Please copy word for word the part of the passage on seniors and employment insurance starting with "Third, let us" and going on through "promised last summer.".

Text passage:
((

There is also the increase to old age security, which should prevent demographic changes from significantly slowing economic activity. Contrary to what the government says, starving seniors aged 65 to 75 will not encourage them to remain employed. That is done by no longer penalizing them when they work.
Not a day goes by that I do not receive a message from citizens about this. This morning, I again received comments from important seniors' groups such as AQDR and FADOQ, and they can be summarized in one word: disappointment. I do not even want to talk about the brilliant decision-makers who want to delay the pension process for 10% of seniors.
Third, let us remind the government that employment insurance is an excellent economic stabilizer in the event of a recession. While more and more analysts fear the possibility of a recession in 2023, the Canadian government seems to be backtracking on the comprehensive employment insurance reform that they promised last summer.

))

Region pointing data:

((

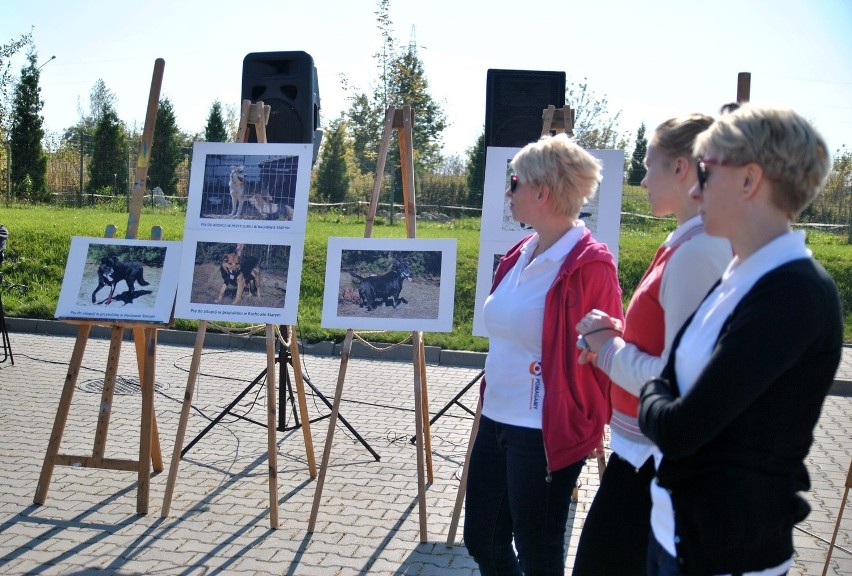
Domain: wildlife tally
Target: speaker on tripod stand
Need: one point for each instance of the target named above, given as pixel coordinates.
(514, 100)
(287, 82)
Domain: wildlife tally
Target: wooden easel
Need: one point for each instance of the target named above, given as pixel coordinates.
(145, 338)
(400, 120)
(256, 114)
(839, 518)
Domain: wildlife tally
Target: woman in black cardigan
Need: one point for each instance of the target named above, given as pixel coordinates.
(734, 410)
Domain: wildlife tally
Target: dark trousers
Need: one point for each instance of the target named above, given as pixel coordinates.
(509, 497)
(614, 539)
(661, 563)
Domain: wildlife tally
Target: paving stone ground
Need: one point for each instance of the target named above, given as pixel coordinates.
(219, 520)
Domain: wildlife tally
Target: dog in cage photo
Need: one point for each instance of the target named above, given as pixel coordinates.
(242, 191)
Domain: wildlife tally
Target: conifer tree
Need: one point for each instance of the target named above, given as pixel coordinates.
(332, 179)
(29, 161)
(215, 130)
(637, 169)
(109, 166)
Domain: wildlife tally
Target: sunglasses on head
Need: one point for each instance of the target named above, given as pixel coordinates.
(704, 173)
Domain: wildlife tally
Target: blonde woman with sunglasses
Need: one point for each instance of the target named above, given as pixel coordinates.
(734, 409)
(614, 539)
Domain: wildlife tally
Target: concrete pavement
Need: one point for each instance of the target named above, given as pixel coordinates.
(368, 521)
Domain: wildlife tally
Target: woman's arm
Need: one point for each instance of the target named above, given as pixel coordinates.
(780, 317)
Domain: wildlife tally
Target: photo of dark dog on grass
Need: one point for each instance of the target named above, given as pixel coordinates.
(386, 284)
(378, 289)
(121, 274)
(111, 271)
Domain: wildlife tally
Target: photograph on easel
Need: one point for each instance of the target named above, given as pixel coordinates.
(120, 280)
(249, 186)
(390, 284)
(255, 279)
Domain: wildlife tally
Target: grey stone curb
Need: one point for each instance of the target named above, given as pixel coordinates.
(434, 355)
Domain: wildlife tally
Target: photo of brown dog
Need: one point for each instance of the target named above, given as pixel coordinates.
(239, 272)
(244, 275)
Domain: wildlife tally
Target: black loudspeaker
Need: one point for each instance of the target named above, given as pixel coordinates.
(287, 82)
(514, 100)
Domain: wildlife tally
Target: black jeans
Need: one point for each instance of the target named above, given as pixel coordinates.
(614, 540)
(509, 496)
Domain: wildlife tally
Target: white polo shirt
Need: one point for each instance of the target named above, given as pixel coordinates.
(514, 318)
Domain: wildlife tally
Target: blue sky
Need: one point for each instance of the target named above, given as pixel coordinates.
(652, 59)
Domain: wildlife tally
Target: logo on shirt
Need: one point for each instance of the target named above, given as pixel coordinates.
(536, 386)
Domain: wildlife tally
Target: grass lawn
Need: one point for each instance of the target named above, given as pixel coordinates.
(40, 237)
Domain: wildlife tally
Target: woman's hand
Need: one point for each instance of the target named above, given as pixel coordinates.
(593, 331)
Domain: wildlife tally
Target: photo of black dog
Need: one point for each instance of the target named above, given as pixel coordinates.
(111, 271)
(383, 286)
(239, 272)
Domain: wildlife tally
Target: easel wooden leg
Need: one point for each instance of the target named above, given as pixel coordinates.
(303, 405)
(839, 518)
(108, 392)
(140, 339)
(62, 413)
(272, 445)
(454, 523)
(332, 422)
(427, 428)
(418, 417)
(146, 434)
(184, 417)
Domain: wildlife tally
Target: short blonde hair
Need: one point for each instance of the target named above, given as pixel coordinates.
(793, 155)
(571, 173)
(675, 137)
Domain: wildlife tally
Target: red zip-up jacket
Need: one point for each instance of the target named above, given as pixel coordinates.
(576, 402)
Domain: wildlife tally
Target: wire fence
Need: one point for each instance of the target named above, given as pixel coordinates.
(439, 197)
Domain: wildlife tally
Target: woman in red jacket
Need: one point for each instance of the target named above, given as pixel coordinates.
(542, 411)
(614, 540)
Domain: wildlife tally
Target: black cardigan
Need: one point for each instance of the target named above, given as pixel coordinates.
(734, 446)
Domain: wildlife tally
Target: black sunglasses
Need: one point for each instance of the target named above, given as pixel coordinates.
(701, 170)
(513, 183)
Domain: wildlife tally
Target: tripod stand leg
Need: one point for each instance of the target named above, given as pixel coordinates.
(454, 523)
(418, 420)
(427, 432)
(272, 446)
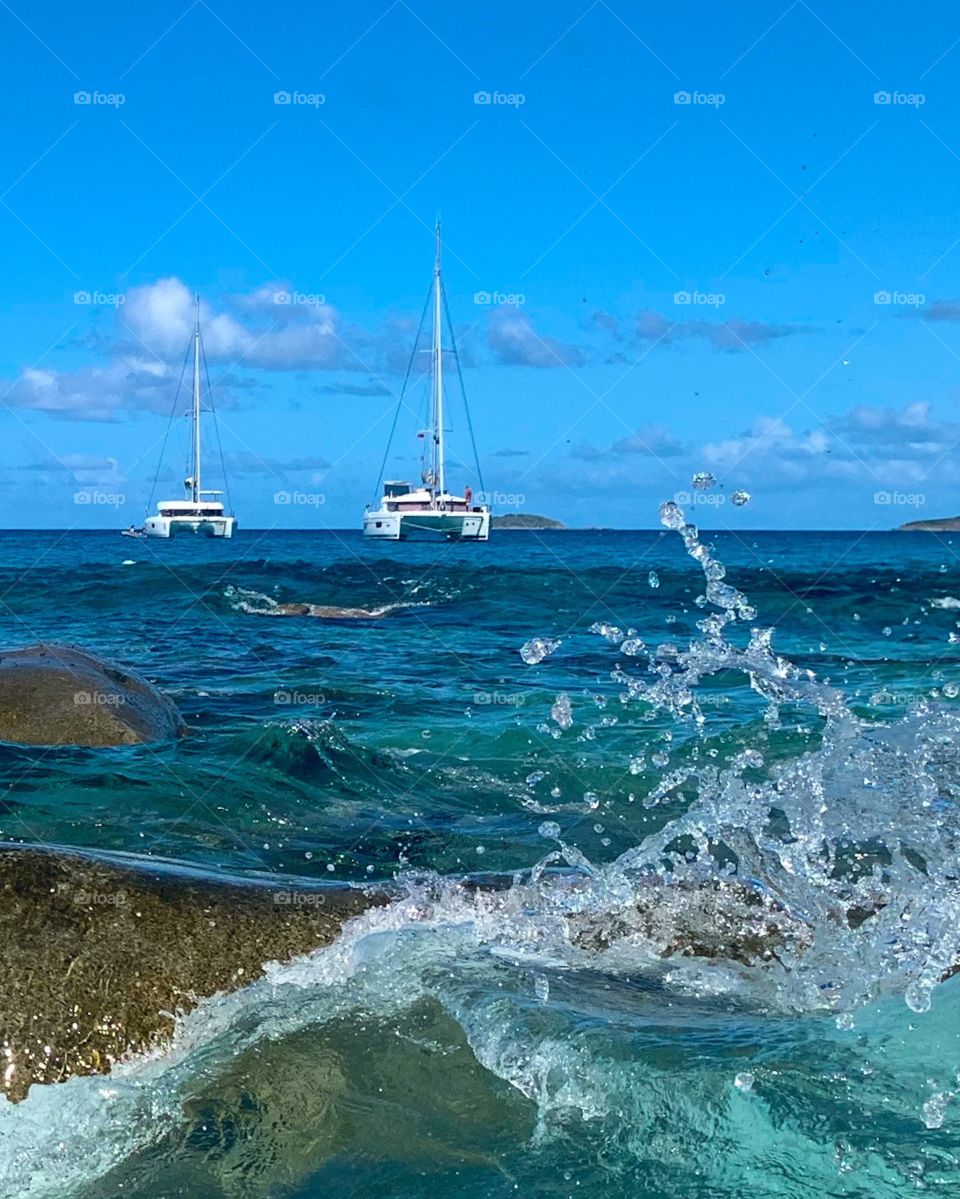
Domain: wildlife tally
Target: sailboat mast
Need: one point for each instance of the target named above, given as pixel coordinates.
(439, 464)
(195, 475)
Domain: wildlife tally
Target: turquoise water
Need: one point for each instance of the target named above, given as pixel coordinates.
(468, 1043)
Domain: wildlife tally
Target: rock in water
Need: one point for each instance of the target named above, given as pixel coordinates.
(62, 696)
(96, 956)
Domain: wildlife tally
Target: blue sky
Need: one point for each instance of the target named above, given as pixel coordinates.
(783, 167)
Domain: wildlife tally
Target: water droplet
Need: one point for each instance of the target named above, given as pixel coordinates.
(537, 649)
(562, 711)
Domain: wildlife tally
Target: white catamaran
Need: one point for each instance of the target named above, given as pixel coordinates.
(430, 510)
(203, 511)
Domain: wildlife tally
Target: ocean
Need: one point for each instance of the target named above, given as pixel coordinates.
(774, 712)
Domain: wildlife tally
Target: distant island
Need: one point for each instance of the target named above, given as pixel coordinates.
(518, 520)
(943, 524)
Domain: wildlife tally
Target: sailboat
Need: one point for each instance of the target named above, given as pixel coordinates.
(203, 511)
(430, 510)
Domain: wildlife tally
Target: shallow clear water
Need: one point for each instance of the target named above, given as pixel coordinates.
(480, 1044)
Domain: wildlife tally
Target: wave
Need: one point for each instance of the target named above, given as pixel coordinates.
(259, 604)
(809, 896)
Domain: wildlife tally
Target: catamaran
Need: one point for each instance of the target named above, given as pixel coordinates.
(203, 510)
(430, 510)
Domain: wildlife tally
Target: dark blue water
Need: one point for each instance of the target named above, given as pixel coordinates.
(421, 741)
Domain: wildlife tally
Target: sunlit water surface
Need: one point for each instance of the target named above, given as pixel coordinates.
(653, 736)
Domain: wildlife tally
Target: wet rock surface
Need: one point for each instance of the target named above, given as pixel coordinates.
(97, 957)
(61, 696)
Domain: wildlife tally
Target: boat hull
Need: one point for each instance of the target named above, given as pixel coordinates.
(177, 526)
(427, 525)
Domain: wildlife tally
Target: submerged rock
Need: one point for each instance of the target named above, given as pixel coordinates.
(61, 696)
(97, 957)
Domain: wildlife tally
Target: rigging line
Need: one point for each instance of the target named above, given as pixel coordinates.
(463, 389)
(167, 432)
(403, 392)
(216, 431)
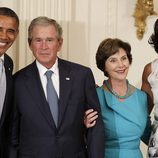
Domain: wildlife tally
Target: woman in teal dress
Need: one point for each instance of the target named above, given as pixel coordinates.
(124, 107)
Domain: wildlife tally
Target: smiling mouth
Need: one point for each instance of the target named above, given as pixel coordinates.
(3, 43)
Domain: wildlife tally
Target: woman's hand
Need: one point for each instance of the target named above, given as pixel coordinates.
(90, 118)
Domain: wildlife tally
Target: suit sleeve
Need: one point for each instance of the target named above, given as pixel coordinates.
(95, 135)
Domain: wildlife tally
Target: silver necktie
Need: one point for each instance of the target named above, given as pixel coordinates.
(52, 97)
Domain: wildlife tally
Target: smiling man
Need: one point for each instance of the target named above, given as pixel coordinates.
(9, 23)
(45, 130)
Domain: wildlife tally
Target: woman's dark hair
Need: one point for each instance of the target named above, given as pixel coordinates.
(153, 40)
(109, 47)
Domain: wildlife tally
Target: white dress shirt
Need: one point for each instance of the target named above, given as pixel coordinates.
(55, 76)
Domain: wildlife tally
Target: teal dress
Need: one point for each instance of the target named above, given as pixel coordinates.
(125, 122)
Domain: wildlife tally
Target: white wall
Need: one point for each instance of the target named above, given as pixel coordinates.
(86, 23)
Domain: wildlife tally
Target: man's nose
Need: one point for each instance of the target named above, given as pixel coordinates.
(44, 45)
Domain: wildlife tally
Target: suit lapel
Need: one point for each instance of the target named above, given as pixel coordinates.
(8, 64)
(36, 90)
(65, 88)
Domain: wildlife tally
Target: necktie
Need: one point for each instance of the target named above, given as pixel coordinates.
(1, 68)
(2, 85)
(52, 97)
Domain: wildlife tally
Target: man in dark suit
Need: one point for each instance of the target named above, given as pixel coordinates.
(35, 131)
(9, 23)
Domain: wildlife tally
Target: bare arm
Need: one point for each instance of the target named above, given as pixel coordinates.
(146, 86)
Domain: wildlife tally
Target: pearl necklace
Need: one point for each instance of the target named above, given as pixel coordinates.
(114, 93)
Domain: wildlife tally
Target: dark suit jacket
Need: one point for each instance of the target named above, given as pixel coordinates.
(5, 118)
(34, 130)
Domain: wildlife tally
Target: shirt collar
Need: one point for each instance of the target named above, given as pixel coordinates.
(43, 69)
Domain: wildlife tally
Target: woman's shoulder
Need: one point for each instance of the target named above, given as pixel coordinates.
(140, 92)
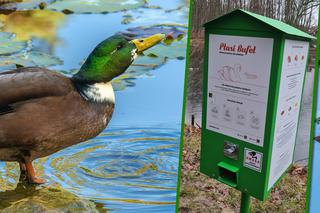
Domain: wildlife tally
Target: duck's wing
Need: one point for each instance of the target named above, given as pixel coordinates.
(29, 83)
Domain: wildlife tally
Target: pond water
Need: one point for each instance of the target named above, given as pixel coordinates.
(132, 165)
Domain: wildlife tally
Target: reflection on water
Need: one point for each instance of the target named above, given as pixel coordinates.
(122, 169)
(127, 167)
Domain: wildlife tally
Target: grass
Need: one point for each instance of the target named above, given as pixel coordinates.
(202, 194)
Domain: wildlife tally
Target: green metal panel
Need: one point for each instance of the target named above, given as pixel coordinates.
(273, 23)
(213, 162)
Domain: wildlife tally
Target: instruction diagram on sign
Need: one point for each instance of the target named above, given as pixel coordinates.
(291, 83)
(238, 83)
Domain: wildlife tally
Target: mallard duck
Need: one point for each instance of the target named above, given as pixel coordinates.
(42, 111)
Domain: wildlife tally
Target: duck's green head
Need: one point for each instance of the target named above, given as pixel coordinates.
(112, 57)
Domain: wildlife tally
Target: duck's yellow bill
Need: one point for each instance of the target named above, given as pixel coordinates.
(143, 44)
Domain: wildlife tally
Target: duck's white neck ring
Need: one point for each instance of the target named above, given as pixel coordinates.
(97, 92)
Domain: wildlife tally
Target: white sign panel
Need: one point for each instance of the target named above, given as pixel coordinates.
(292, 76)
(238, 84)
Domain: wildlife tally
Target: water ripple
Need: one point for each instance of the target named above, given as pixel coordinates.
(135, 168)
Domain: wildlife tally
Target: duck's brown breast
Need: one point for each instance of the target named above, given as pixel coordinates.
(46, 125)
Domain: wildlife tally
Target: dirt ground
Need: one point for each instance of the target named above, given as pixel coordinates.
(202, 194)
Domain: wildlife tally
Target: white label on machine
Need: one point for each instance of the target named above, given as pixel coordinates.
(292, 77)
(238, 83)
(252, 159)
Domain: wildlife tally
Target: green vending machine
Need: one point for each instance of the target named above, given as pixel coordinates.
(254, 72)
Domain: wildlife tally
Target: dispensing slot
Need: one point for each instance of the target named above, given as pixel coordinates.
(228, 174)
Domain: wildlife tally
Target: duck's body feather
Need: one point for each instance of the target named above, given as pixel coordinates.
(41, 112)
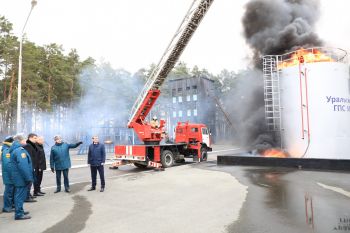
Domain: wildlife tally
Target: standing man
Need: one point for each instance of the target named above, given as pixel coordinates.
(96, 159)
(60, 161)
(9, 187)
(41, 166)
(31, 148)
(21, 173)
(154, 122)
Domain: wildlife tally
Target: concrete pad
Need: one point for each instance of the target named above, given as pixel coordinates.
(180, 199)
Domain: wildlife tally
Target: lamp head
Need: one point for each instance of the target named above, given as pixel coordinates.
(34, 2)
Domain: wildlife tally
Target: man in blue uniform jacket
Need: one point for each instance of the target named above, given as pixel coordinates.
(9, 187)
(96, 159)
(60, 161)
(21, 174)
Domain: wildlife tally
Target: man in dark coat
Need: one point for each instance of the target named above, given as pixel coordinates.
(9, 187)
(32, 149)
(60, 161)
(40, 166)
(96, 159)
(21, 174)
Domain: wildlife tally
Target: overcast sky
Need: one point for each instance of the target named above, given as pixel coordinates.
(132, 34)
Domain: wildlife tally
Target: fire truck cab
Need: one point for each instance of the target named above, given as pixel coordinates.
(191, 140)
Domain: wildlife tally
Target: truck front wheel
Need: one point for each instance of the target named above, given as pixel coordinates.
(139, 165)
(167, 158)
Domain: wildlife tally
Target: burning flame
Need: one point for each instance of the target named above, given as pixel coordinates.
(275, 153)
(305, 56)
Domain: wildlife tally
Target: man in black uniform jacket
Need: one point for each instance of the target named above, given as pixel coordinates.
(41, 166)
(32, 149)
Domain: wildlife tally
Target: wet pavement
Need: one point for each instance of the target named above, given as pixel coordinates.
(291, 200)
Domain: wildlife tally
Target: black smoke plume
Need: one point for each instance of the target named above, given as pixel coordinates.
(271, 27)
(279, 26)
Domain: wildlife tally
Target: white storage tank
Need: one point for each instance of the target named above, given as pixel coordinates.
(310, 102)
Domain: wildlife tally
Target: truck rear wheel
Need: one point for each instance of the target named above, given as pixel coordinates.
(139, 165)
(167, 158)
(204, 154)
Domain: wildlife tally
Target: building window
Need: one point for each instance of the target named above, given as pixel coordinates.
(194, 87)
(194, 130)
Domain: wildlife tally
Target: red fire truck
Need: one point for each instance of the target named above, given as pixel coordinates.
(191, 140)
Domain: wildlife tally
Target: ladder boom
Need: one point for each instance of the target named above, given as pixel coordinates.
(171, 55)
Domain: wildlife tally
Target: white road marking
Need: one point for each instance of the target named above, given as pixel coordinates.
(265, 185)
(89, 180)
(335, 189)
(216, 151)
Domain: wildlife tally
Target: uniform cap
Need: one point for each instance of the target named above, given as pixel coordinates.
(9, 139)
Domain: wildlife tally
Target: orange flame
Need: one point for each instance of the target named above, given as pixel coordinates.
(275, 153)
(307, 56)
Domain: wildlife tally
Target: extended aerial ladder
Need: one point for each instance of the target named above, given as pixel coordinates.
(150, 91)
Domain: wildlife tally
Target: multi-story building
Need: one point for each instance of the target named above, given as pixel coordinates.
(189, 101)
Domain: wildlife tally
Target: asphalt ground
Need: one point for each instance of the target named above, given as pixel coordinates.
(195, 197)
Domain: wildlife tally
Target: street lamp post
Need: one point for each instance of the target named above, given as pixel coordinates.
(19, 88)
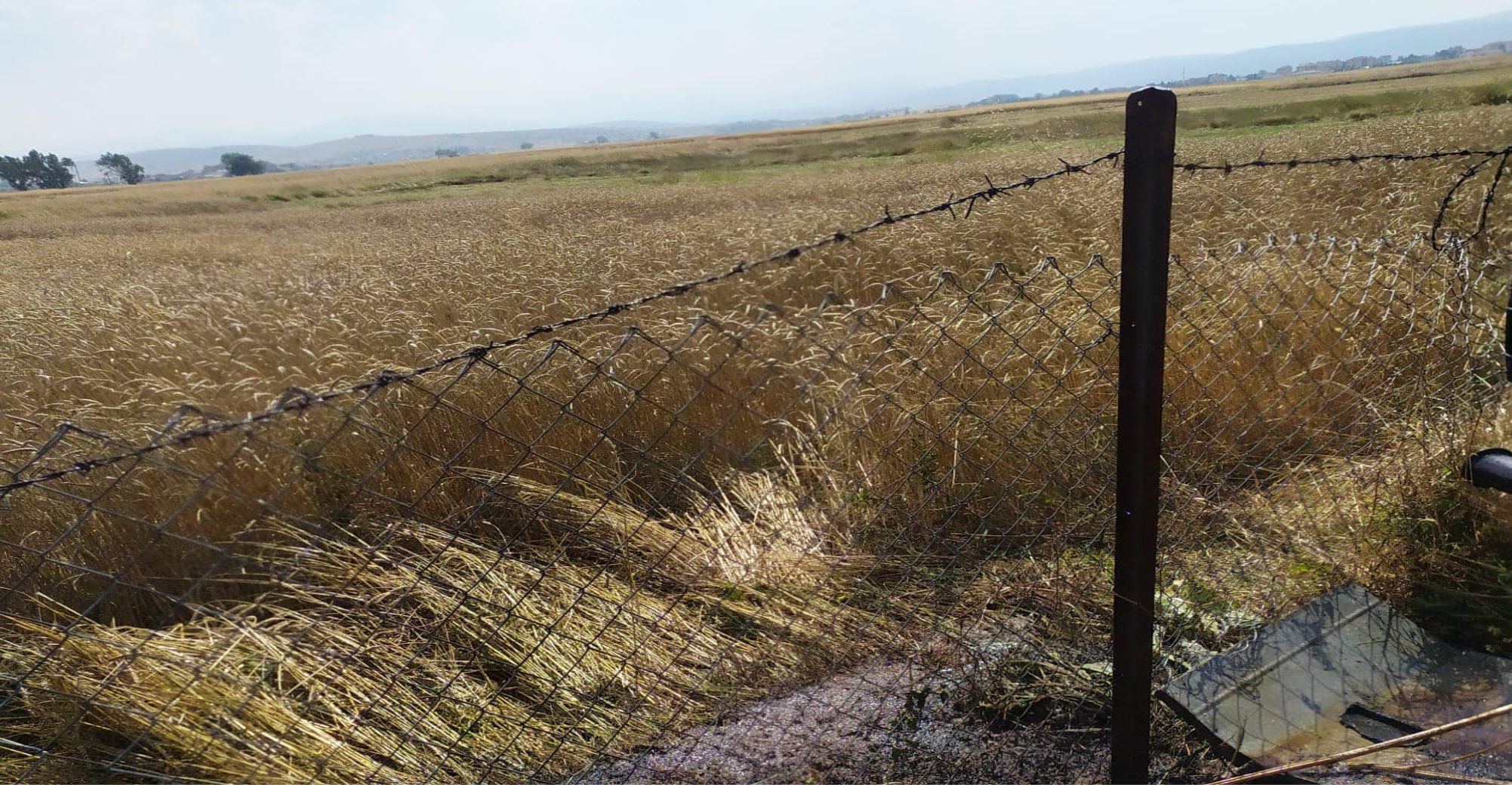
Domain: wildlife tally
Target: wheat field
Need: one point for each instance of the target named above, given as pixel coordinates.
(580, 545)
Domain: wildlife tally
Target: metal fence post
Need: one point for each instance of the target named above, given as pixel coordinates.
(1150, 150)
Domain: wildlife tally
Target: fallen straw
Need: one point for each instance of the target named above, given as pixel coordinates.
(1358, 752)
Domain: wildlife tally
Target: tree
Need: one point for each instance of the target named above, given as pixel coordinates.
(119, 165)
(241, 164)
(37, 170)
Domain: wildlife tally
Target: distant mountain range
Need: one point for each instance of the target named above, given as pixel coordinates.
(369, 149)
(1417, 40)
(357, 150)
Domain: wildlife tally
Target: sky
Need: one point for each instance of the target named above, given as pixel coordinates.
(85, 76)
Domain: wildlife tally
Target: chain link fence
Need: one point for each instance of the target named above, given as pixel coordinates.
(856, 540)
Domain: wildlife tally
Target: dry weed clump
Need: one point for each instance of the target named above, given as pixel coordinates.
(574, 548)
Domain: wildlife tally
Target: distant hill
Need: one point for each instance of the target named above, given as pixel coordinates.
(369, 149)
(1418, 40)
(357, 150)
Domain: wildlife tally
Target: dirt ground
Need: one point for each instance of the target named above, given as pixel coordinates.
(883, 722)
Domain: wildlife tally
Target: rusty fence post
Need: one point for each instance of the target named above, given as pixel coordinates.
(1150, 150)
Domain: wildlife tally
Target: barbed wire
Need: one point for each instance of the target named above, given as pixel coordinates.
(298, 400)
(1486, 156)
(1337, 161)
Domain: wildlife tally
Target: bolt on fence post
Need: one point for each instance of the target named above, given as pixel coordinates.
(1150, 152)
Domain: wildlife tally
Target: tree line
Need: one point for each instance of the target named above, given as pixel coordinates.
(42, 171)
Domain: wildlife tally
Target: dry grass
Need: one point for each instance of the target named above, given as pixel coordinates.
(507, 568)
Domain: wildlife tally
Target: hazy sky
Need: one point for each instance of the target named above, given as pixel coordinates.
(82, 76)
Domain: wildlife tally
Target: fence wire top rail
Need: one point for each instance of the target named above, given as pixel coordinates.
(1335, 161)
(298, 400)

))

Exercise output:
Third, let us remind the government that employment insurance is an excellent economic stabilizer in the event of a recession. While more and more analysts fear the possibility of a recession in 2023, the Canadian government seems to be backtracking on the comprehensive employment insurance reform that they promised last summer.